• [TASK]
The records below must be output exactly, without pictures.
........
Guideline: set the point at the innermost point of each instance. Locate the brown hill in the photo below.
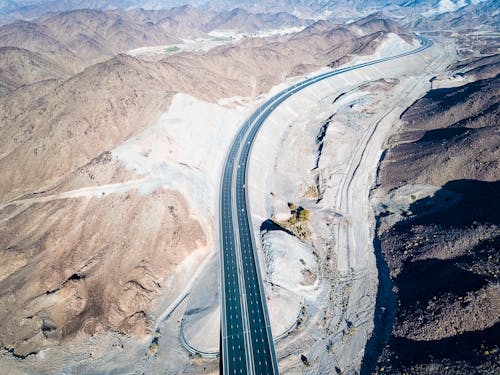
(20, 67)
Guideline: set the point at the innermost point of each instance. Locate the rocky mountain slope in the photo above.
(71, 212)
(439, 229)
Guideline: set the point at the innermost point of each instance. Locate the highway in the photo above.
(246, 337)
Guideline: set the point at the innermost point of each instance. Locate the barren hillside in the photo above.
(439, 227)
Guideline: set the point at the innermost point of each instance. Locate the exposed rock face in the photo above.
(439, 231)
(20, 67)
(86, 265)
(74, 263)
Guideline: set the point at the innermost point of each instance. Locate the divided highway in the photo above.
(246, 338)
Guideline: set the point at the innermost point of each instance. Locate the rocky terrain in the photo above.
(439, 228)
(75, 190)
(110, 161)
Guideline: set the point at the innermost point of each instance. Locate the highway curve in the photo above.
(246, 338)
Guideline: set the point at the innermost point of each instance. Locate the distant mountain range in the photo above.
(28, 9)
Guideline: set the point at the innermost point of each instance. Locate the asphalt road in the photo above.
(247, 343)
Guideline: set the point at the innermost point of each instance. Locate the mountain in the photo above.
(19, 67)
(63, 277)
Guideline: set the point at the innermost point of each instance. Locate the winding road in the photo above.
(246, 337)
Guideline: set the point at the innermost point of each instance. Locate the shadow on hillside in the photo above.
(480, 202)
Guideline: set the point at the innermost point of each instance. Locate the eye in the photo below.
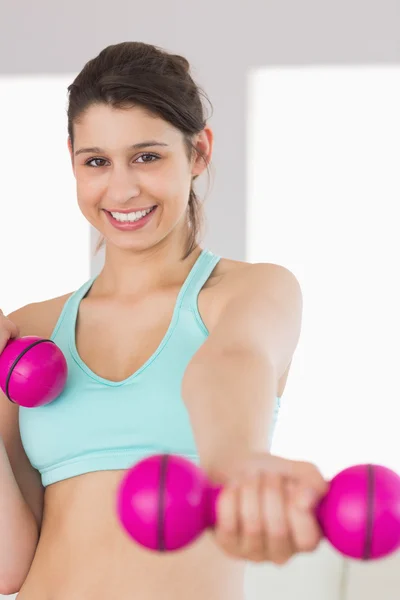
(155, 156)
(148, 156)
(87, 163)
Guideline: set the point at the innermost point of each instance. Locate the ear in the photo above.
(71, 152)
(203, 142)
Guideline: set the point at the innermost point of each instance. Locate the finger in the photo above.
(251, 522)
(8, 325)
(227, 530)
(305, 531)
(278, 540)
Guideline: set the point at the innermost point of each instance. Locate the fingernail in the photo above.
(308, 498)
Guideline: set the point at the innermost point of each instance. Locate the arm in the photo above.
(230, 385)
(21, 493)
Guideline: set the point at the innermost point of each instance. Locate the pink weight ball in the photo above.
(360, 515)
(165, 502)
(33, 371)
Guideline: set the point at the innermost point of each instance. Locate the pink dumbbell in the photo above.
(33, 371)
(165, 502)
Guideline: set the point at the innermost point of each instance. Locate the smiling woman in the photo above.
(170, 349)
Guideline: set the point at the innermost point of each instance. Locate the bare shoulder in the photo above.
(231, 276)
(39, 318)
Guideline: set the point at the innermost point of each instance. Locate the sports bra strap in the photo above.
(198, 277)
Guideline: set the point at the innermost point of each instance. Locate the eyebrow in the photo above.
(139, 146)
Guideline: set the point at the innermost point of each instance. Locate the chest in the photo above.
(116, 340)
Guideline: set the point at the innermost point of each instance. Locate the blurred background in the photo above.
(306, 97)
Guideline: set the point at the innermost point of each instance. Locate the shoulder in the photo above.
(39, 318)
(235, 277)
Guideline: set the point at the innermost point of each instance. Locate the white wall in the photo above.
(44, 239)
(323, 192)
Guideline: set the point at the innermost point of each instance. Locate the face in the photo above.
........
• [OUTPUT OF THE TASK]
Guideline: set the point at the innermost point of each instance. Locate the brown hill in the photo below.
(20, 67)
Guideline: set the point at the innermost point of each instance. Locate the rocky mountain slope in the photo above.
(71, 212)
(439, 229)
Guideline: set the point at the innermost point of each instance. Locate the highway in the photo above.
(246, 337)
Guideline: set the point at the innermost point of each instance. Locate the barren hillside in the photo above.
(439, 227)
Guideline: set the point at the innermost point of each instance. Locate the exposed rock face in the photo above.
(439, 231)
(20, 67)
(86, 265)
(74, 263)
Guideline: set the point at the innermost point of each instance. Locate the divided highway in the photo above.
(246, 338)
Guideline: set the point at the innermost point of each instance. Locate the rocky terrain in the photo above.
(439, 228)
(75, 190)
(110, 161)
Guideline: set the point at the innermost point of each instance. Locate the highway curve in the photo above.
(246, 338)
Guideline: set the point at the innermost point of each instance. Locate the distant mountain range in the photo above.
(28, 9)
Guideline: set the point at the innermost point of each instance. Locate the asphalt road in the photo above.
(247, 343)
Guideline: set the point at the innermost point of each instance. Locate the mountain in the photo above.
(19, 67)
(63, 277)
Guideline: set the point at the innermost point of each instance. Locate the winding road in the photo above.
(246, 337)
Guideline: set the point at the innermost point of each instance. Locate the shadow on hillside in the photo above.
(480, 202)
Guideline: set the point at the innermost point of each instance. Locate the eye in the photo below.
(155, 156)
(148, 156)
(87, 163)
Guideline: set the point at the innermost point of each instance. Locate the ear in the photo above.
(71, 152)
(203, 142)
Guideline: set the point at the innermost point of each instance. Locate the finger in the photo above.
(251, 522)
(8, 325)
(227, 530)
(305, 531)
(278, 540)
Guideline: set the point at the innermost point of each instance. Locate the fingernail in the photo above.
(308, 498)
Guideline: set the point at the innermost point of each instance. Locate the arm in the photo above.
(230, 385)
(21, 493)
Guideline: set the point at the innermost point of each instance. Locate the pink weight ball in the photo above.
(360, 515)
(165, 502)
(33, 371)
Guideline: set the point at the innermost point of each instance. Locate the pink dumbbell in the photo above.
(33, 371)
(165, 502)
Guideline: set the point at the innermost point of each instance. Locate the smiling woman in the photo above.
(170, 349)
Guideline: set the point at the innermost point of each instance. Locate the bare shoulder in the photo above.
(231, 276)
(39, 318)
Guideline: set the point at the innermost point of each instance. Locate the sports bra strap in the photo above.
(198, 277)
Guideline: set the point at the innermost point of each instance. Locate the eyebrow in the photo above.
(139, 146)
Guideline: set the point at the innermost point of each instance. Locate the chest in the photo above.
(116, 340)
Guideline: set the point at the innermost point of each instance. Locate the blurred background in the photo above.
(306, 97)
Guideline: set the point at the innermost point of each instance. Locate the shoulder in the photo above.
(39, 318)
(235, 277)
Guideline: set the point at the innermost point of each instance. Locate the white wall in the photo above.
(44, 239)
(323, 192)
Guideline: set the point at the innermost point of each instance. Locate the face in the photo above.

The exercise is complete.